** RECORD EXCERPTS **
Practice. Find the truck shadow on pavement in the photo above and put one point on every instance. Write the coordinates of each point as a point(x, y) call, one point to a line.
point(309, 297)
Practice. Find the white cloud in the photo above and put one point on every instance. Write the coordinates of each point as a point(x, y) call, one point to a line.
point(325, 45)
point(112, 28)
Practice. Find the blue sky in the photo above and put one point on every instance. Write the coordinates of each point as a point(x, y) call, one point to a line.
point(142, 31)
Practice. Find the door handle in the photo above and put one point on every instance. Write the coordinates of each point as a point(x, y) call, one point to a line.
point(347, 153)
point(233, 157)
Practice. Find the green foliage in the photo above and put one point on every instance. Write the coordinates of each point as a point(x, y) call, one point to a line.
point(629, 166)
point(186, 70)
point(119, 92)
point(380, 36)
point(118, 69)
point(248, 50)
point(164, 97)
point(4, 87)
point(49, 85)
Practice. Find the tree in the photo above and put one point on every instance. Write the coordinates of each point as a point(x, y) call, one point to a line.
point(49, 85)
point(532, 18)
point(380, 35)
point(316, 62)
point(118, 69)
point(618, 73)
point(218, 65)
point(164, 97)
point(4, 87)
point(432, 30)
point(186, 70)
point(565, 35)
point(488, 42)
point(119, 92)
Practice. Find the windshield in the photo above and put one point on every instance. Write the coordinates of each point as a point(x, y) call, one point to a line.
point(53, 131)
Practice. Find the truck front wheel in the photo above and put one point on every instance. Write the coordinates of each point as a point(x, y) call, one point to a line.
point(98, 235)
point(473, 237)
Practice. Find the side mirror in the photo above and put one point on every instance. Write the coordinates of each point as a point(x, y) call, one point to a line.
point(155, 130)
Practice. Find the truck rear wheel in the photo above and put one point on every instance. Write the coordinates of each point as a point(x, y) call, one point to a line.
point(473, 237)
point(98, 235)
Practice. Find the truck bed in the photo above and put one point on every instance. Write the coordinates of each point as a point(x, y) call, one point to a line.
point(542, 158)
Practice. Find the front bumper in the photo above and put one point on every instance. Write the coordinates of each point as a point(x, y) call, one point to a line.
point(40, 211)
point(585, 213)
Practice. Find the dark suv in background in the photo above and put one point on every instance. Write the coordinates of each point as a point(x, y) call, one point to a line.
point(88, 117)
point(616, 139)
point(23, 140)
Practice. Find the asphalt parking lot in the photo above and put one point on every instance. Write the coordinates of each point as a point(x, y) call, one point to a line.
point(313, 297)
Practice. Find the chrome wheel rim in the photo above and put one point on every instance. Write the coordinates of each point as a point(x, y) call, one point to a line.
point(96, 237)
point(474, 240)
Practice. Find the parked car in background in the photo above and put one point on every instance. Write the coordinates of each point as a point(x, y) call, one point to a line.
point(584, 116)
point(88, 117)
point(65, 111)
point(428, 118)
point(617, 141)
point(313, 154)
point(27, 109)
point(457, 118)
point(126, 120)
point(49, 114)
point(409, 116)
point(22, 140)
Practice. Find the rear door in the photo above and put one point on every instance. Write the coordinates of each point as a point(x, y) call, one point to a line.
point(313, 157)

** TASK STATEMENT **
Rewrite all of the records above, changing "Practice" to "Exercise" and leaving everything else the same.

** COMPLETED TASK **
Exercise. Find the truck shadow on pavement in the photo above and put one point on every instance. Write the coordinates of each point as a point(x, y) call, one point to a line.
point(309, 297)
Exercise. Find the white cloud in the photo above and put one point on every instance. Write the coordinates of each point as a point(x, y) call, one point to a line.
point(325, 45)
point(112, 28)
Exercise. Find the blue sky in the photo above and put one point on every instance. Write the coordinates of each point as a point(x, y) call, one point to a line.
point(142, 31)
Exercise. Find the door handle in the photo above and put one point on every instance. Write the coordinates of each point as a point(x, y) call, one point to a line.
point(347, 153)
point(233, 157)
Exercise. Find the green foliage in the photo above and put one point on every instance. Write the coordinates of each point as a point(x, y) call, one point to a line.
point(629, 166)
point(186, 70)
point(119, 92)
point(380, 36)
point(118, 69)
point(248, 50)
point(164, 97)
point(4, 87)
point(49, 85)
Exercise. Find the tree in the photo above and put one point on every instance. Write the coordinates of each point as a point(x, y) call, one point to a line.
point(49, 85)
point(532, 18)
point(380, 35)
point(316, 62)
point(118, 69)
point(618, 73)
point(218, 65)
point(164, 97)
point(4, 87)
point(432, 30)
point(186, 70)
point(565, 35)
point(488, 42)
point(119, 92)
Exercise. Find the windshield in the photo above and put one point on every instance. Write the coordinates of each point as a point(x, y) call, one point to a line.
point(53, 131)
Exercise. Find the truck front wheel in the photo above and put one point on every instance. Write the coordinates of each point as a point(x, y) call, one point to a line.
point(98, 235)
point(473, 237)
Exercise. Find the side mirror in the photo above and put one point on every instance. Write the coordinates of each point as a point(x, y) call, one point to a line.
point(155, 130)
Exercise. Find the truck rear wheel in the photo above and put one point on every instance. Write the coordinates of each point as a point(x, y) call, one point to a line.
point(473, 237)
point(98, 235)
Exercise. Find the truck bed in the photo above and put one point on every instance. Write the coordinates of each point as a point(x, y) call, one point to a line.
point(542, 158)
Exercise. Find the front bumper in the photo above and put one point on every instance. Write the coordinates of each point as a point(x, y) call, one point to a line.
point(40, 211)
point(585, 213)
Exercise. Find the dark suv in background in the photo above and put one point on every instance. Write the coordinates of each point as a point(x, y) call, one point to a line.
point(88, 117)
point(616, 139)
point(23, 140)
Exercise. Find the asphalt parking lot in the photo above and put one point on every instance. Write the coordinates of each point as a point(x, y) call, one point to a line.
point(313, 297)
Exercise. Find the chrome wheel rim in the photo above and put one point on every instance. Write the coordinates of each point as a point(x, y) call, one point to a line.
point(96, 237)
point(474, 240)
Exercise. Find the parked car in background in the photo above and put one point on every instance. Write the coordinates of each point as a point(x, y) call, one point to a line.
point(584, 116)
point(88, 117)
point(65, 111)
point(428, 118)
point(617, 141)
point(313, 154)
point(27, 109)
point(457, 118)
point(126, 120)
point(49, 114)
point(409, 116)
point(22, 140)
Exercise. Find the rear door in the photo above and put one point on every instance. Write the coordinates of each point as a point(x, y) call, one point to a line.
point(313, 157)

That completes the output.